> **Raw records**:
══════

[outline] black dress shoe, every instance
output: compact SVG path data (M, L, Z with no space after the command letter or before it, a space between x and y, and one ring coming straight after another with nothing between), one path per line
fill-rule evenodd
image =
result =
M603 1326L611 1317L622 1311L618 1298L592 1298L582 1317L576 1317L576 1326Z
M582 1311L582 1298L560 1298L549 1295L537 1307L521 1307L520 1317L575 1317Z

══════

> **What you have to do**:
Extract each line of the records above that contains the word "shoe", and reproduce those lines in full.

> **Task output**:
[outline] black dress shoe, every instance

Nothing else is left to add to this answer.